# Introduction

The purpose of this .ipynb is to generate motif-pair in-silico perturbations across canonical `ZDTBCH` motifs and their variants. This will allow us to assess whether motif pairs have preferential distances or spacings between them.

# Computational setup

In [1]:
import warnings
warnings.filterwarnings("ignore")
from tensorflow.python.util import deprecation
deprecation._PRINT_DEPRECATION_WARNINGS = False

#Packages
import os
import sys
import pandas as pd
import numpy as np
from tqdm import tqdm
from pybedtools import BedTool

# Settings
os.chdir(f'/n/projects/mw2098/analysis/zelda')
pd.set_option('display.max_columns', 100)
figure_filepath = 'analysis/ZDTBCG/figures/9_collect_insilico_perturbs'

# Custom commands
sys.path.insert(0, f'/n/projects/mw2098/shared_code/bpnet/scripts')
from data_format_functions import myround, myfloor, myceiling

# function to return key for any value 
def get_key(val, my_dict): 
    for key, value in my_dict.items(): 
        if val == value: 
            return key 
    return "key doesn't exist"

Using TensorFlow backend.
2022-04-28 17:05:37,421 [INFO] Note: detected 80 virtual cores but NumExpr set to maximum of 64, check "NUMEXPR_MAX_THREADS" environment variable.
2022-04-28 17:05:37,423 [INFO] Note: NumExpr detected 80 cores but "NUMEXPR_MAX_THREADS" not set, so enforcing safe limit of 8.
2022-04-28 17:05:37,424 [INFO] NumExpr defaulting to 8 threads.

• [Information shown]

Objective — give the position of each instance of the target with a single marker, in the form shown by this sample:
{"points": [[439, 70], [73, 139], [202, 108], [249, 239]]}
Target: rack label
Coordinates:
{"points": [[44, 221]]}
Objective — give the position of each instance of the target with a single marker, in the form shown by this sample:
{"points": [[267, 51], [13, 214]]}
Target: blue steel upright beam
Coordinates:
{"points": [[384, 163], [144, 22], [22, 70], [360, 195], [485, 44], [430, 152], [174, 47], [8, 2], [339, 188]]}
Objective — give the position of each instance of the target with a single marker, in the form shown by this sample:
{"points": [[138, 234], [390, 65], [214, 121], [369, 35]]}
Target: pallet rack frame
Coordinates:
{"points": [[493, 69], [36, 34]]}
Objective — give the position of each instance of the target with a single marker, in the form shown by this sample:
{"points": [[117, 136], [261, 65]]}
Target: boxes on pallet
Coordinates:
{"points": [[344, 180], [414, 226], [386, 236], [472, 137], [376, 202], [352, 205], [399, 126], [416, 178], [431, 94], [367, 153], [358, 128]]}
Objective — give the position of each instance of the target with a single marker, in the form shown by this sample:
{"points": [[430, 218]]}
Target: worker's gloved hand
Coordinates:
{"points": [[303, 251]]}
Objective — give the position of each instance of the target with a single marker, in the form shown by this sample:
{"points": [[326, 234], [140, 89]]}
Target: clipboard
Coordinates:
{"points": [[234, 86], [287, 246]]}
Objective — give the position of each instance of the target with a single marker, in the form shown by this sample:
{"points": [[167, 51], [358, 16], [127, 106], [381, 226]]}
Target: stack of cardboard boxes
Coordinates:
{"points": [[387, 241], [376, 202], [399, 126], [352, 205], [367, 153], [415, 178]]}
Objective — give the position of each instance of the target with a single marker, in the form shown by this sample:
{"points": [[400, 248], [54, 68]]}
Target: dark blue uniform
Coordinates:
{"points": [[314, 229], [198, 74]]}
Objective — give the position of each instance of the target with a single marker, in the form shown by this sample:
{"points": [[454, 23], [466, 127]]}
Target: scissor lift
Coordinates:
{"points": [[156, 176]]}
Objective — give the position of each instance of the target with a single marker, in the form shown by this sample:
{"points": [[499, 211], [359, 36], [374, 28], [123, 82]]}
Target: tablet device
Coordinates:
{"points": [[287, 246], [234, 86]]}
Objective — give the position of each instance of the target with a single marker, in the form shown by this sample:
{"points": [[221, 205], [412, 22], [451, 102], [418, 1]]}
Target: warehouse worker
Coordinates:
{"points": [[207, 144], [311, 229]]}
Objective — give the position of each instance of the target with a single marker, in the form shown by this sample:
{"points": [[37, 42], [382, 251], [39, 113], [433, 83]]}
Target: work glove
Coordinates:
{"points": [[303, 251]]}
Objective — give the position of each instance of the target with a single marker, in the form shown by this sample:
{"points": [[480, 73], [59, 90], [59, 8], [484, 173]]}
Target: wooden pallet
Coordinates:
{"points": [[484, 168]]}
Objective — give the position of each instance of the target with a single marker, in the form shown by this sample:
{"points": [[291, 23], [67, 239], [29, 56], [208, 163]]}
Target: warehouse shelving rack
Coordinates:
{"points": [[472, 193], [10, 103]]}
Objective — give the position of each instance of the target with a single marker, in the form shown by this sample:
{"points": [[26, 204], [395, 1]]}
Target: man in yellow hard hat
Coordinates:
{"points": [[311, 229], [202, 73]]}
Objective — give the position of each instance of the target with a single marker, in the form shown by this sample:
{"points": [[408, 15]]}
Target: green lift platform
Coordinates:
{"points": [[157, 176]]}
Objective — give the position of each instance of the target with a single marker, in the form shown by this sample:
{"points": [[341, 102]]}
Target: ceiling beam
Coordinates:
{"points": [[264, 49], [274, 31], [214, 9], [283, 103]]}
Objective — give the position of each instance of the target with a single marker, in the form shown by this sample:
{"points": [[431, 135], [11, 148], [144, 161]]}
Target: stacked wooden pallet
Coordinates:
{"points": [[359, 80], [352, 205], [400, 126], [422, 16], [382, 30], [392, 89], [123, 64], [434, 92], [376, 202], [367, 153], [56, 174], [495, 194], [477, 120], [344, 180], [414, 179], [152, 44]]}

• [Tasks to complete]
A: In the notebook, what value is passed to pd.set_option for 'display.max_columns'?
B: Name every module the notebook imports beneath the "#Packages" comment.
C: Carry on the notebook about motif-pair in-silico perturbations from the point where it stops.

• [Written responses]
A: 100

B: os, sys, pandas, numpy, tqdm, pybedtools

C:
In [2]:
# #Pre-existing variables
model_name = 'seq_width1000-lr0.005-lambda100-n_dil_layers9-conv_kernel_size7-tconv_kernel_size7-filters128'
model_dir = f'/n/projects/mw2098/analysis/zelda/models/ZDTBCG/{model_name}/'
motif_seqs = {
    'Zld': 'CAGGTAG',
    'Gaf': 'GAGAGAGAGAGAGAGAG',
    'Cad': 'TTTTATGGCC',
    'Dl': 'GGGAAAACCC',
    'Twi': 'AACACATGTT',
    'Bcd': 'TTAATCC'
}
motif_colors = {'Zld': '#38b6f1',
                'Dl': '#d9a404',
                'Twi': '#ef3f54',
                'Bcd': '#1bb04c',
                'Cad': '#c4acb4',
                'Gaf': '#f47b2f'
             }

In [3]:
!mkdir -p {figure_filepath}
!mkdir -p analysis/ZDTBCG/tsv/insilico_perturb/
!mkdir {figure_filepath}/individual_pairs

mkdir: cannot create directory ‘analysis/ZDTBCG/figures/9_collect_insilico_perturbs/individual_pairs’: File exists


# Define motif pairs

Here, we will look at each homotypic and heterotypic motif pair.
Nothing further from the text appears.